◆ СПИСОК ЗАДАНИЙ ◆
[1] Объясните по отрывку о репрессиях против преподавателей и военных специалистов, почему А.В. Сапожникова помиловали после того, как в конце 1919 года его заточили в крепость.
[2] Перепечатайте из отрывка о репрессиях против преподавателей и военных специалистов всё, начиная со слов «Бывший начальник Михайловского» и вплоть до слов «артиллерии Д.Д. Кузьмина-Караваева).».

◆ ИЗБРАННЫЙ ОТРЫВОК ◆
Большинство подследственных дали признательные показания в том, что занимались вредительством в преподавательской деятельности и науке. Часть из них была расстреляна, как, например, Г.А. Свидерский, имевший брата-белогвардейца в Париже и "получавший от него диверсионные задания", другие - осуждены на различные сроки. А.А. Солонине и А.В. Сапожникову сначала дали ВМН, которую заменили на 10 лет ИТЛ. ("Хождения по мукам" профессора Михайловской академии и Петроградского института путей сообщения, члена отечественных и зарубежных научных обществ Сапожникова, разработавшего теорию нитрирования целлюлозы смесями азотной и серной кислот, начались в конце 1919 года, когда его впервые заточили в крепость, расстреляли двоих сыновей, свели с ума жену, затем по ходатайству Максима Горького помиловали и поручили создать снадобье, предохраняющее железнодорожные шпалы от гниения. Алексей Васильевич "со свойственной ему энергией" заказ выполнил, затем заведовал кафедрой химии в Ленинграде, был отправлен в концлагерь, досрочно освобожден и после "естественной" смерти от паралича сердца, случившегося в июле 1935 года, попал в пантеон "выдающихся советских химиков".)
Бывший начальник Михайловского училища и Первых командных артиллерийских курсов генерал-майор И.П. Михайловский получил пять лет. С этапом на Соловки отправился еще один "михайловец", бывший постоянный член Арткома и Комиссии особых артиллерийских опытов, специалист по боеприпасам, теории воздушной стрельбы и авиационному вооружению полковник Е.В. Агокас; его достали в Академии Воздушного Флота, где он что-то непонятное, но тоже явно "вредительское" преподавал (не знаю уж, по какому делу, да, верно, без всякого дела, как изъяснялись чекисты, "кампанейским путем" - за дворянское происхождение - в 1935-м на семидесятом году жизни отправили в ссылку вместе с близкими родственниками бывшего постоянного члена Арткомитета ГАУ и КОСАРТОПа генерал-лейтенанта А.Э. Керна, бывшего начальника ГАУ и члена КОСАРТОПа 78-летнего генерала от артиллерии Д.Д. Кузьмина-Караваева).

[Сохранённые записи из коллекции]
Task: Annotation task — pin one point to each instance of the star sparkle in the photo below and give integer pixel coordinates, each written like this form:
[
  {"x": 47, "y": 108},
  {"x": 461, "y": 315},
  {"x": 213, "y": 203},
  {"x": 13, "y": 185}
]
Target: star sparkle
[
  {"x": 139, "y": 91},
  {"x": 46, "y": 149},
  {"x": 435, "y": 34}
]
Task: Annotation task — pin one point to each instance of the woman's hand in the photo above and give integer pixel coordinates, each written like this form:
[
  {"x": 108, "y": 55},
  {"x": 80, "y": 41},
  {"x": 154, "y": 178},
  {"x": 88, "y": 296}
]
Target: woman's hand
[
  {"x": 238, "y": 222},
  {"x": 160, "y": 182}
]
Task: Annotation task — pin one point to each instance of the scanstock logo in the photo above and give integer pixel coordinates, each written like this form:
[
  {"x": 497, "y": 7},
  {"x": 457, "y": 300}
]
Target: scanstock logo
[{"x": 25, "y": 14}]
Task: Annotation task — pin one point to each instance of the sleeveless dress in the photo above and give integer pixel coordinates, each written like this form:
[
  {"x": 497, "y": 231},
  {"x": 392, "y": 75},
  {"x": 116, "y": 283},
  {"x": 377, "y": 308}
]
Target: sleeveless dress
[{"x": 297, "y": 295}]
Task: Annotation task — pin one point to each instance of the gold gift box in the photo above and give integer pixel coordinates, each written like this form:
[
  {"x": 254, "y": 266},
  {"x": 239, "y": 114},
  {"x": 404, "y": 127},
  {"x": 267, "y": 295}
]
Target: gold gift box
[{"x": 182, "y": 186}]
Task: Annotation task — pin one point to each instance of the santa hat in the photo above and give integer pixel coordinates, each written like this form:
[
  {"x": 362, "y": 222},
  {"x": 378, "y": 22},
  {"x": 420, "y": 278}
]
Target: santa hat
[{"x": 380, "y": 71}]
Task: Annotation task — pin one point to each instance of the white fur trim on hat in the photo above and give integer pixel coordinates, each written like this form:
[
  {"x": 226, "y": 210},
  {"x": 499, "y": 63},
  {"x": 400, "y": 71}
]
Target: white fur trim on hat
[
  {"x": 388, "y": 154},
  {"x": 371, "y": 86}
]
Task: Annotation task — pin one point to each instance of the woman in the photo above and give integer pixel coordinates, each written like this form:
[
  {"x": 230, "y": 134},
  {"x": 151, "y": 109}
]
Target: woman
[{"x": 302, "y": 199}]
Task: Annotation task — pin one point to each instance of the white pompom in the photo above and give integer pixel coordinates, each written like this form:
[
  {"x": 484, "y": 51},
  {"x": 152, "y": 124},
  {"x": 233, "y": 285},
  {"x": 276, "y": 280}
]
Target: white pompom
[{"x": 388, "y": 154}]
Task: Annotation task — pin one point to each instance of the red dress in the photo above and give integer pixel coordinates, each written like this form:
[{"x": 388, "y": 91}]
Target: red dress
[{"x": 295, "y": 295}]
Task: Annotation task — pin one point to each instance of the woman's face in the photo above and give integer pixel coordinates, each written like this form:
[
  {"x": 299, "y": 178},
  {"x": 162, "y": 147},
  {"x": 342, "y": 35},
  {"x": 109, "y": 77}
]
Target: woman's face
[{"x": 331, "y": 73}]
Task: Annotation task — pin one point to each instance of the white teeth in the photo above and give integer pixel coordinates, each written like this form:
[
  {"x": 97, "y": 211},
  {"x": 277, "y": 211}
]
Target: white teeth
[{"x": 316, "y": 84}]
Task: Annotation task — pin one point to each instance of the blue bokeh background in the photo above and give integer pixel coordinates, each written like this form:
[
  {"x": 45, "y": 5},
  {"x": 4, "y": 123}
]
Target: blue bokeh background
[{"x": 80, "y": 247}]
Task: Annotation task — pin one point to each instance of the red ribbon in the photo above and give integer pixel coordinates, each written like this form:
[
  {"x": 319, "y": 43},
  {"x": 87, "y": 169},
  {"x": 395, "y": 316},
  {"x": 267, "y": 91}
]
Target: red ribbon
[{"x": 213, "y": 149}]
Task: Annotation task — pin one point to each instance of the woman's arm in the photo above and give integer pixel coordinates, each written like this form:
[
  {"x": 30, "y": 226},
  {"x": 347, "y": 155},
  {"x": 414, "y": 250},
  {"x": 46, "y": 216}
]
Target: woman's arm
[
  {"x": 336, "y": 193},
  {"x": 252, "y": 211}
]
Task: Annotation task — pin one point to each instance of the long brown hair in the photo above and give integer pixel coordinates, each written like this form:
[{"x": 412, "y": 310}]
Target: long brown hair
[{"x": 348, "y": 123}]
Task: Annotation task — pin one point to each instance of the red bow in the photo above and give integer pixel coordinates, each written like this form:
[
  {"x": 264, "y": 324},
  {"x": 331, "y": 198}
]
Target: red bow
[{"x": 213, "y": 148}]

◆ РЕШЕНИЯ ЗАДАНИЙ ◆
[1] Сапожникова помиловали по ходатайству Максима Горького. После этого ему поручили создать снадобье, предохраняющее железнодорожные шпалы от гниения.

[2]
Бывший начальник Михайловского училища и Первых командных артиллерийских курсов генерал-майор И.П. Михайловский получил пять лет. С этапом на Соловки отправился еще один "михайловец", бывший постоянный член Арткома и Комиссии особых артиллерийских опытов, специалист по боеприпасам, теории воздушной стрельбы и авиационному вооружению полковник Е.В. Агокас; его достали в Академии Воздушного Флота, где он что-то непонятное, но тоже явно "вредительское" преподавал (не знаю уж, по какому делу, да, верно, без всякого дела, как изъяснялись чекисты, "кампанейским путем" - за дворянское происхождение - в 1935-м на семидесятом году жизни отправили в ссылку вместе с близкими родственниками бывшего постоянного члена Арткомитета ГАУ и КОСАРТОПа генерал-лейтенанта А.Э. Керна, бывшего начальника ГАУ и члена КОСАРТОПа 78-летнего генерала от артиллерии Д.Д. Кузьмина-Караваева).